## start INPUT DATA

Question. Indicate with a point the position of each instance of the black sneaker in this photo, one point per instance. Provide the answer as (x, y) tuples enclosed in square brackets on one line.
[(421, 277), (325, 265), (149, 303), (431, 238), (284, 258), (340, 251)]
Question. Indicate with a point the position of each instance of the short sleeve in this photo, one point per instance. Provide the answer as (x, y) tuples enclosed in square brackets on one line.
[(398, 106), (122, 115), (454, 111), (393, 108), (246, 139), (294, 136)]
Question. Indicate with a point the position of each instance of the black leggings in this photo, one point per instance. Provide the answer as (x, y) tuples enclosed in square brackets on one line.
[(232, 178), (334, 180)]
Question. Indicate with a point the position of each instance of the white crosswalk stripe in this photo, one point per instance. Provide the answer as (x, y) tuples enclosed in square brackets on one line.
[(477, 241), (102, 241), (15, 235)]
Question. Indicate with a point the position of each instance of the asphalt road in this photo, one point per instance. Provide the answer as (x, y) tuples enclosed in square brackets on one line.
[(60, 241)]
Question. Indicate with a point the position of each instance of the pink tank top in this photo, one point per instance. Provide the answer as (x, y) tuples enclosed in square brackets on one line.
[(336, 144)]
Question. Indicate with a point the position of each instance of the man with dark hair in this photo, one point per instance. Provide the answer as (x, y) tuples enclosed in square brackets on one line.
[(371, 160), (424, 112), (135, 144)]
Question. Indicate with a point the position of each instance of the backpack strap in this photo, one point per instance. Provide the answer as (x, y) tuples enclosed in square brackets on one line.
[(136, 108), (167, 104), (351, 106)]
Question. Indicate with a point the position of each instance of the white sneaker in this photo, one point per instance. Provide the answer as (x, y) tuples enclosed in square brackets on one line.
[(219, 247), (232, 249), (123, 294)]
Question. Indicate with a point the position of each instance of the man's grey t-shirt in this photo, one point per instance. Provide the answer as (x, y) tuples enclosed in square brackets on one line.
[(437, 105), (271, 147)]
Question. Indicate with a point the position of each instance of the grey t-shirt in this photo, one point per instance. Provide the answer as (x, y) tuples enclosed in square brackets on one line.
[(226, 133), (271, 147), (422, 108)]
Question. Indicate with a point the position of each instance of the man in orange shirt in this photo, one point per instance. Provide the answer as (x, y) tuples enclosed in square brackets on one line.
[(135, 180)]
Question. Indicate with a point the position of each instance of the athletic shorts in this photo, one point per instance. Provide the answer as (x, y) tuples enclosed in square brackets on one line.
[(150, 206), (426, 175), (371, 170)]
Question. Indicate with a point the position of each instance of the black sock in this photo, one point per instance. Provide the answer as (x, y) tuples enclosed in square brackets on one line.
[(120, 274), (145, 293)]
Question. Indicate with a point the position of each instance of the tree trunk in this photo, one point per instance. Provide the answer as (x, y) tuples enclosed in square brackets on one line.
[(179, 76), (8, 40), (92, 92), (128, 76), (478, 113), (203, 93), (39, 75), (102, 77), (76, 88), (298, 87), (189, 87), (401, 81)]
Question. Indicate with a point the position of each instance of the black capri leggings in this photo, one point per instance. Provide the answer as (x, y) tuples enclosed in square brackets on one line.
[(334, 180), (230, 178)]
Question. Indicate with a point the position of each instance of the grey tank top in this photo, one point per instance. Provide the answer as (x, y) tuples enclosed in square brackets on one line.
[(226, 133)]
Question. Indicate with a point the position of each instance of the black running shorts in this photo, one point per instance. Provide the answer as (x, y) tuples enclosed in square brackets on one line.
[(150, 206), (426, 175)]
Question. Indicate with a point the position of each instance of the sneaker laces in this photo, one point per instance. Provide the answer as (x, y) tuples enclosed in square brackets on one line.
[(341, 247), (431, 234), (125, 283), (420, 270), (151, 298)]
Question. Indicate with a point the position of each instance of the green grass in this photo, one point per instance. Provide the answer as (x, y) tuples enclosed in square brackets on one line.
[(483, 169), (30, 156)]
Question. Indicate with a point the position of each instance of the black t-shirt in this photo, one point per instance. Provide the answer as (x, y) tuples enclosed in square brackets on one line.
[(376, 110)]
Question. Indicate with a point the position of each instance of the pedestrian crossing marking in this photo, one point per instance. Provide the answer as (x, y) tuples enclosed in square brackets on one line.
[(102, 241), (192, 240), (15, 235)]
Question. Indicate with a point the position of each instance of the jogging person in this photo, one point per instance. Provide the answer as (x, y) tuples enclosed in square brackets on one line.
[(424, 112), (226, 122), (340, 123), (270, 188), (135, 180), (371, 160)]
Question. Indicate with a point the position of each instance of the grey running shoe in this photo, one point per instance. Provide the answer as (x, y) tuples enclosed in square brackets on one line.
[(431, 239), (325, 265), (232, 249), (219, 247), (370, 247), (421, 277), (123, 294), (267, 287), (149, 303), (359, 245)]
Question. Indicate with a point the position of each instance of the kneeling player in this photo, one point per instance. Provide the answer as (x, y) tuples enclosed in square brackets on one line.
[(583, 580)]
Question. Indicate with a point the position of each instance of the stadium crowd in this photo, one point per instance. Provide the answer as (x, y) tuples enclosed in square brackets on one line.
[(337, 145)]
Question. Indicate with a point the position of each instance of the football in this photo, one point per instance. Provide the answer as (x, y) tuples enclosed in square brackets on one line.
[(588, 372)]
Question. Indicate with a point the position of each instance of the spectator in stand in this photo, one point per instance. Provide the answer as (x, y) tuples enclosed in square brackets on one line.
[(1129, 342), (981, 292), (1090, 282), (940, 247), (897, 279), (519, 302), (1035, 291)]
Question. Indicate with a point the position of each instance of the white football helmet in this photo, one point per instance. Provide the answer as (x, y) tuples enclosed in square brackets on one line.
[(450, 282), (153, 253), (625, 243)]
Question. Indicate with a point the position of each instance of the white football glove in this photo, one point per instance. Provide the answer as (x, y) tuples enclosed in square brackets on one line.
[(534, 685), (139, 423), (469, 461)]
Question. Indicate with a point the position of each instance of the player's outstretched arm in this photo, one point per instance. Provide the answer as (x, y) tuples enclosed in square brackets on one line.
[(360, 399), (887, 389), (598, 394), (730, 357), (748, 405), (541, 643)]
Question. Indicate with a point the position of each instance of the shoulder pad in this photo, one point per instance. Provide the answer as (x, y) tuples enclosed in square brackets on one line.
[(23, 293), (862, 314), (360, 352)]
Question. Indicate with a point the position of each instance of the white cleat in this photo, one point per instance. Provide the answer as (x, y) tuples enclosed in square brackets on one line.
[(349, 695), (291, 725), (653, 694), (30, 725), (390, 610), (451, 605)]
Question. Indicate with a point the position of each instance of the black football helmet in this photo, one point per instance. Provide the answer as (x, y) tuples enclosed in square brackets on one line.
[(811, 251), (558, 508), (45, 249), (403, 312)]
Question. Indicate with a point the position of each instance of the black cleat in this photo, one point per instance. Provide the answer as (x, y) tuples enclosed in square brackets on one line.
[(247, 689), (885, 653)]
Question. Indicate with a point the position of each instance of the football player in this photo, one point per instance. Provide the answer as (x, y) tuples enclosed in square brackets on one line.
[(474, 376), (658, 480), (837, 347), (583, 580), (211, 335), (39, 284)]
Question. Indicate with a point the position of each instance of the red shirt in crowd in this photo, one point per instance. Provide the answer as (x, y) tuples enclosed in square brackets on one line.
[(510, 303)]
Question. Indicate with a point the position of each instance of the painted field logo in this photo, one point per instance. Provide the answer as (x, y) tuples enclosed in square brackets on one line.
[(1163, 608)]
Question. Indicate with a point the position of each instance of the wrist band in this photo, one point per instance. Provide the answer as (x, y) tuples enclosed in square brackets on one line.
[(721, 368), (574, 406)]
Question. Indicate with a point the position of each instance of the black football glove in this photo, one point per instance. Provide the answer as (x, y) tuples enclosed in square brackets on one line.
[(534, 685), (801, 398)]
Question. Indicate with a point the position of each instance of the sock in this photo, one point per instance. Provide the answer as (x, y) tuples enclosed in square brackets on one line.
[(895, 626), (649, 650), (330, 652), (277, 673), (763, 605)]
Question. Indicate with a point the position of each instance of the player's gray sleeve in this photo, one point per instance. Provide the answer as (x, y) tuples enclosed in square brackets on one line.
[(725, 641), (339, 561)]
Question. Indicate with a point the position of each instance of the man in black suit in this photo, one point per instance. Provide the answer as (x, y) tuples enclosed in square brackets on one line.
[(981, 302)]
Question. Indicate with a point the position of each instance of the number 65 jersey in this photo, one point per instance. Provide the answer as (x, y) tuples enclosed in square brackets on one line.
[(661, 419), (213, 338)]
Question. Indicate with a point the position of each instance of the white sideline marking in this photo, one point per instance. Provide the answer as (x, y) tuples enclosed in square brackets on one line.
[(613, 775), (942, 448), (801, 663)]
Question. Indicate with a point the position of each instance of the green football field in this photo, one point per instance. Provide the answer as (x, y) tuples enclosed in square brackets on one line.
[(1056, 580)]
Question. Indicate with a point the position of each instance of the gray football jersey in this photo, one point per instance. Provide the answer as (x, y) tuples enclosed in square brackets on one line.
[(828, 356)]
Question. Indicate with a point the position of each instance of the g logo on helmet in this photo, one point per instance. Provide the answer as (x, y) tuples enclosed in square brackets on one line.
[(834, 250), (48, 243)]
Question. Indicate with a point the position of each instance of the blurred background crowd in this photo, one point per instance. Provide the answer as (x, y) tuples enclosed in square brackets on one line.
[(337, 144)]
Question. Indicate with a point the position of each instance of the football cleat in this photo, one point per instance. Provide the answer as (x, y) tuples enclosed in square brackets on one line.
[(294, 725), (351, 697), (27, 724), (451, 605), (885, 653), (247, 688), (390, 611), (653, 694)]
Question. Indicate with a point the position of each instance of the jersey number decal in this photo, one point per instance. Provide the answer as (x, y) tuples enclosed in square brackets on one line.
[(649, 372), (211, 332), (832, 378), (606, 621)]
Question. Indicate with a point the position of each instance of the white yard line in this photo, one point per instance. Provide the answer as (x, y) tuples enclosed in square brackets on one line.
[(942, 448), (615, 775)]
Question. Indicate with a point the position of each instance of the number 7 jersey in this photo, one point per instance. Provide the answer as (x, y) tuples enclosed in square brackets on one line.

## end INPUT DATA

§ WRITTEN EXERCISE
Rewrite the entries above, from the first one through the line containing "[(477, 241), (102, 241), (15, 235)]", with "short sleeve" changed to "long sleeve" and everything else left the same.

§ ANSWER TO THIS EXERCISE
Question. Indicate with a point the position of each instance of the black sneaker in this photo, one point per instance. Provide the answer as (x, y) tuples enclosed in square brackets on one line.
[(421, 277), (325, 265), (149, 303), (431, 238), (284, 258), (340, 251)]
Question. Indicate with a point the position of each instance of the long sleeve in this photo, one point per instance. Provide the answer as (x, y) tuples enclosed in square brackets on one line.
[(398, 106), (122, 115), (454, 111), (393, 108), (246, 139), (294, 136)]
Question. Indicate with a point the position of each instance of the black leggings in this photo, one point per instance. Provide the answer as (x, y) tuples enclosed in square brackets on one line.
[(232, 178), (334, 180)]
Question. Indicate with a point the position of each instance of the white crosswalk stripe in this photo, one point per instance. Provide the answer as (x, y) tuples enclosed in square brackets on one line.
[(477, 241), (102, 241), (15, 235)]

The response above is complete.